**Page excerpt:**

════

The vehicle-body-side mount bracket 31 comprises, as shown in FIG. 9A, front-and-rear leg portions 31a, 31b, a frame-shaped portion 31c which is integrally formed at upper portions of the front-and-rear leg portions 31a, 31b, attaching seats 31d, 31e which extend in the longitudinal direction from lower ends of the front-and-rear leg portions 31a, 31b, and attaching holes 31f, 31g for the bolts 22 which are formed at the attaching seats 31d, 31e.

The engine-side mount bracket 30 includes an inner tube 30a which is positioned inside the frame-shaped portion 31c, a mount rubber 32 is provided at an inner periphery of an upper side of the inner tube 30a, and the above-described mount rubber 33 is provided at an outer peripheral portion and a lower portion of the inner tube 30a.

Herein, a longitudinal distance L6 between respective axial center portions of the front-and-rear attaching holes 31f, 31g is set to be the same as (equal to) a longitudinal center L6 between respective axial center portions of the nut members 17, 18 shown in FIGS. 3 and 4, and a distance between the axial center portion of the front-side attaching hole 31f and a center portion, in the longitudinal direction, of the mount rubbers 32, 33 is set as L4. Further, the longitudinal distance L6 between the front-and-rear attaching points of the vehicle-body-side mount bracket 31 is set to be longer than the longitudinal length of the mount rubber 33.

As shown in FIGS. 2, 8 and 9B, the engine-side mount support portion C for the powertrain 16 comprises an engine-side mount bracket 34, a vehicle-body-side mount bracket 35, and mount rubbers 36, 37.

The vehicle-body-side mount bracket 35 comprises, as shown in FIG. 9B, front-and-rear leg portions 35a, 35b, a frame-shaped portion 35c which is interlay formed at upper portions of the front-and-rear leg portions 35a, 35b, attaching seats 35d, 35e which extend in the longitudinal direction from lower ends of the front-and-rear leg portions 35a, 35b, and attaching holes 35f, 35g for the bolts 22 which are formed at the attaching seats 35d, 35e.

The engine-side mount bracket 34 includes an inner tube 34a which is positioned inside the frame-shaped portion 35c, a mount rubber 36 is provided at an inner periphery of an upper side of the inner tube 34a, and the above-described mount rubber 37 is provided at an outer peripheral portion and a lower portion of the inner tube 34a.

Herein, a longitudinal distance L6 between respective axial center portions of the front-and-rear attaching holes 35f, 35g is set to be the same as (equal to) the longitudinal center L6 between the respective axial center portions of the nut members 17, 18 shown in FIGS. 3 and 4, and a distance between the axial center portion of the front-side attaching hole 35f and a center portion, in the longitudinal direction, of the mount rubbers 36, 37 is set as L5. Further, the longitudinal distance L5 shown in FIG. 9B is set to be longer than the longitudinal length L4 shown in FIG. 9A. That is, a relational expression L5>L4 is established.

════

**Data shown:**
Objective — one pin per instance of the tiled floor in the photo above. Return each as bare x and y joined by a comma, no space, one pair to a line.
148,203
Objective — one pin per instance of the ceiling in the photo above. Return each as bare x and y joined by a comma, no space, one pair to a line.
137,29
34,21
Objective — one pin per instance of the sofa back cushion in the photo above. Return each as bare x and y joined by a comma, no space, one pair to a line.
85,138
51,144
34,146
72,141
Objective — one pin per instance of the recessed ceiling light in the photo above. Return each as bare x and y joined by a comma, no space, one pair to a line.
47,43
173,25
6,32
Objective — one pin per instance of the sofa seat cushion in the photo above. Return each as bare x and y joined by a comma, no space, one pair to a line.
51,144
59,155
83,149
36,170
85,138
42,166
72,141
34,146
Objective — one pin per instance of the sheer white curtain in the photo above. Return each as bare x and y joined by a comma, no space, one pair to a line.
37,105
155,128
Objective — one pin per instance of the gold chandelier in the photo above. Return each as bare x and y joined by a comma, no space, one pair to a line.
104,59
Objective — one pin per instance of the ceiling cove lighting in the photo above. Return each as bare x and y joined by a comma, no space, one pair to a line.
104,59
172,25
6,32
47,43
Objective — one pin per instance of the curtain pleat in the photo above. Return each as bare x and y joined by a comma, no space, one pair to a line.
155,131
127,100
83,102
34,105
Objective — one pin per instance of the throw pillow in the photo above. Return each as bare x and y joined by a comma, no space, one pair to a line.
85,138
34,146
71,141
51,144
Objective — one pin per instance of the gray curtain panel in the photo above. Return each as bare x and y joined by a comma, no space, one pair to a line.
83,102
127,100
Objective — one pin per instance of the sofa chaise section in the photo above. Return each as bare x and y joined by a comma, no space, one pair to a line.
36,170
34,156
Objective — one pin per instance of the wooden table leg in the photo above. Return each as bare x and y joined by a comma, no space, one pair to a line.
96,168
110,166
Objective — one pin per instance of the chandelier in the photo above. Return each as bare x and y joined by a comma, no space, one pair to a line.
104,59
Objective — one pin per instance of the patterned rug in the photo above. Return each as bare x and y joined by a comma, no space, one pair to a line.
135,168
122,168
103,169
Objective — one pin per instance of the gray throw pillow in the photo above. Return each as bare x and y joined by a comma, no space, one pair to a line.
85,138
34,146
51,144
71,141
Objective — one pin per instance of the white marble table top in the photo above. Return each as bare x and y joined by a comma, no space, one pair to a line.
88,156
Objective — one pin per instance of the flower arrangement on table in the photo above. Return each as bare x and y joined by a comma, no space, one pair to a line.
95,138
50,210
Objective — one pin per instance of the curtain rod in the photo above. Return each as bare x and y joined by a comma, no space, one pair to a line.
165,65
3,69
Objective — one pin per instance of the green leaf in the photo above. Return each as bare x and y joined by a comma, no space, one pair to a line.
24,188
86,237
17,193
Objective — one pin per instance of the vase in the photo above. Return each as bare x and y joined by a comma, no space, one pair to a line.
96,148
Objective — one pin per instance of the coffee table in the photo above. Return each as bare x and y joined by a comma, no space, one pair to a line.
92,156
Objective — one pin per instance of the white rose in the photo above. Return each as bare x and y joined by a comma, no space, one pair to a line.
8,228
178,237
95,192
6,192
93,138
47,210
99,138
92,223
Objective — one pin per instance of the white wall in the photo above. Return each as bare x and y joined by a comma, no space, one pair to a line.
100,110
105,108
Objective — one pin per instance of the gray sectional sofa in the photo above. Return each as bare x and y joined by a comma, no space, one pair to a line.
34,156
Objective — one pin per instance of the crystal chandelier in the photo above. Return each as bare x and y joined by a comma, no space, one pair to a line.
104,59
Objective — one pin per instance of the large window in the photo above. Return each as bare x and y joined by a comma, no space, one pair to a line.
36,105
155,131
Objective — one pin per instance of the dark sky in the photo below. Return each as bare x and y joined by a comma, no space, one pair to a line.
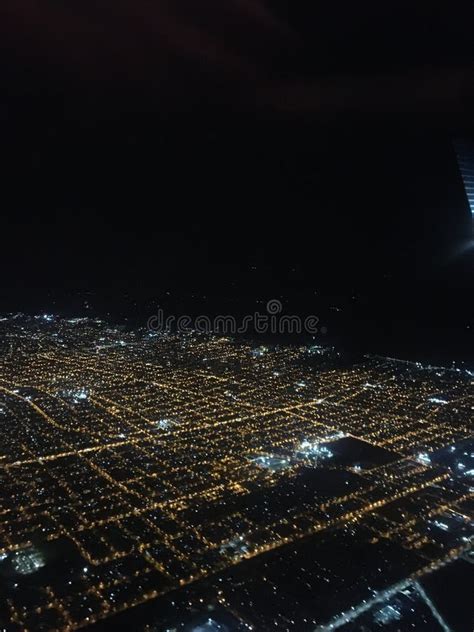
175,144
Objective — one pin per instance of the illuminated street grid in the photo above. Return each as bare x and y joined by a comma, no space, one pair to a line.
133,463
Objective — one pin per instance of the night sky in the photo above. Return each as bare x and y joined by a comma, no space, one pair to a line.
226,152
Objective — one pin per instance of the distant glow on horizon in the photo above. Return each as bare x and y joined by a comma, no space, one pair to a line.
465,154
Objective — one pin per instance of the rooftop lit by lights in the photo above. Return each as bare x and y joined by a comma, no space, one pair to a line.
27,561
424,458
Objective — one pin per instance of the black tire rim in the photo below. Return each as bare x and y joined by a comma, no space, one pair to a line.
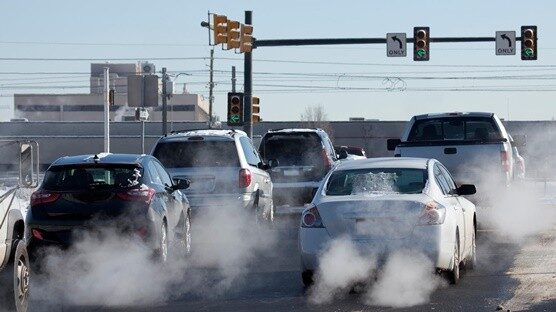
164,244
187,235
22,280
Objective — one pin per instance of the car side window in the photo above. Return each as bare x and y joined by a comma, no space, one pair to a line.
448,179
153,173
164,176
251,154
441,180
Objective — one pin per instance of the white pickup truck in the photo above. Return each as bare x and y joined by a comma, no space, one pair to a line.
14,261
475,147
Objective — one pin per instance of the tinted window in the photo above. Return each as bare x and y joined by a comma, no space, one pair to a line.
153,173
164,176
376,181
469,128
449,180
250,153
197,154
69,178
293,149
441,180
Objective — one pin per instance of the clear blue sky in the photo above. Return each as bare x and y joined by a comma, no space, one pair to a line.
115,29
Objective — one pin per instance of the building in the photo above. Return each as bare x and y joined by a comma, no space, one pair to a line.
90,106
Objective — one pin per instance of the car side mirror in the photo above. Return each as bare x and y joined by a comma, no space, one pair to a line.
263,166
391,144
519,140
466,189
342,154
273,163
181,184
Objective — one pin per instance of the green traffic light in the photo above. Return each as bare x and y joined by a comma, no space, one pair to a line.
528,52
234,118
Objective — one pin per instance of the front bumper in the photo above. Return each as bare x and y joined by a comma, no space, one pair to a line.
294,194
431,240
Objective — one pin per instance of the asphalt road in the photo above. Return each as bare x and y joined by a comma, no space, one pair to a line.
509,277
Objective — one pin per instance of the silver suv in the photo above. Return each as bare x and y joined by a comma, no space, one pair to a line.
223,167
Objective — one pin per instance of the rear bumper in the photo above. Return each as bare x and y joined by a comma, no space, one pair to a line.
429,239
204,201
294,194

════

**Challenges:**
• A. In the mount bracket excerpt, what relational expression is established between L5 and L4?
• B. In the listing, take the lines from the one containing "Objective — one pin per instance of the rear" through the end of the listing and write them out again with "rear bumper" switched to "back bumper". Leave everything else unchanged.

**Expected results:**
• A. L5>L4

• B.
Objective — one pin per instance of the back bumper in the photo above. Return each as bare x and y joined by a comma, no space, one pair to a line.
429,239
204,201
294,194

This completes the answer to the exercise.